WHAT YOU HAVE TO DO: Edit the lines below, swapping "wooden table" for "picnic table" and keeping the rest unchanged. Leave the pictures out of your answer.
-- Start --
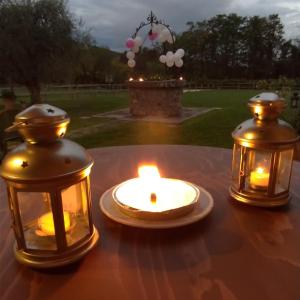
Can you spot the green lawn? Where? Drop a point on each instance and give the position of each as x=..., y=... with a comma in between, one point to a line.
x=211, y=129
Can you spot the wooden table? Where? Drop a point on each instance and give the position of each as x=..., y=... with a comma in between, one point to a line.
x=236, y=253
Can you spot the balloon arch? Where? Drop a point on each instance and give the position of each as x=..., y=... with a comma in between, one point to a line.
x=159, y=31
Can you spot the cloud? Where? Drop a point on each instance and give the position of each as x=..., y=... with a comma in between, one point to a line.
x=112, y=21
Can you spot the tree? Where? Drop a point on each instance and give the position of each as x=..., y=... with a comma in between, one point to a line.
x=36, y=38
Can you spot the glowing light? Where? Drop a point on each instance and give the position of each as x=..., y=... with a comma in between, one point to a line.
x=150, y=192
x=17, y=162
x=46, y=224
x=148, y=172
x=259, y=178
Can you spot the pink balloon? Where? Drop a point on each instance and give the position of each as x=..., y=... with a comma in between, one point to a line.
x=153, y=36
x=130, y=43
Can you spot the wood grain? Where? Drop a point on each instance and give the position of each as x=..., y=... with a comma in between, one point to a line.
x=237, y=252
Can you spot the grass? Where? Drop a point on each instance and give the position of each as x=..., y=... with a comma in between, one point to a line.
x=211, y=129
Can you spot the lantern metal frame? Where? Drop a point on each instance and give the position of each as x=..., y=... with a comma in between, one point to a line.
x=47, y=163
x=264, y=133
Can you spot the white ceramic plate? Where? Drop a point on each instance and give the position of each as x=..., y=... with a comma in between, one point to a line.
x=201, y=210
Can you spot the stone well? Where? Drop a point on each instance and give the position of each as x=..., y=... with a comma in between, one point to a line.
x=156, y=98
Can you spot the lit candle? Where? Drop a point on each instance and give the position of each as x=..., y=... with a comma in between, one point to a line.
x=259, y=178
x=151, y=193
x=46, y=223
-- End --
TASK ANSWER:
Can you spot the green lawn? Where? Drop a point on each instance and give the position of each as x=..., y=... with a comma in between, one point to a line.
x=211, y=129
Can you spot the picnic table? Where? Drop a point on each instance and give the position of each as x=..., y=... with a comma in between, one point to a line.
x=236, y=253
Can you spot the balloon arch? Where? Drop a point on each instance and give the position of each as x=..., y=... with a comma in between, one point to a line.
x=159, y=31
Can you spot the cloud? Where? Drop a point on each instance and give the position of each as x=..., y=... with a comma in between, one point to a line.
x=112, y=21
Can you spot the tree? Where? Drop a point on each instance and give the position of each as x=..., y=... with a comma in between, one point to a line.
x=36, y=38
Can you spot the glowing light? Where? Drop a point on each instance and give the position of each as x=..., y=... with a comma in between, one point to a line.
x=150, y=192
x=17, y=162
x=46, y=224
x=148, y=172
x=259, y=178
Can you spot the pink balloon? Where? Drop a point on each instance and give the position of each as x=..., y=... with a comma in between, one point to a line.
x=153, y=36
x=130, y=43
Can you spot the wood grain? Where? Drop a point on each instance and give the position of each as x=..., y=... with a comma in between, one point to a line.
x=237, y=252
Can you spot the grass? Where? Drop a point on each instance and give the position of each as x=..., y=... with a comma in between, one point to a line.
x=211, y=129
Can you spot the lantern metal frame? Where? Drop a point on each instance and give the position of each as x=..., y=... with a comma in between, one point to a line.
x=47, y=163
x=264, y=133
Can you spot the white ceramic plate? Where? Drop a point on each instance and give the position of each as x=..., y=... with a comma in between, one point to a line.
x=201, y=210
Can you spot the stone well? Where? Drop a point on each instance and give the position of each as x=..., y=... with a comma in between, one point to a line.
x=156, y=98
Can you spot the lit candle? Where? Drop a point on each instance and give the position of each as x=..., y=... with a comma in between, one point to a line.
x=259, y=178
x=151, y=193
x=46, y=223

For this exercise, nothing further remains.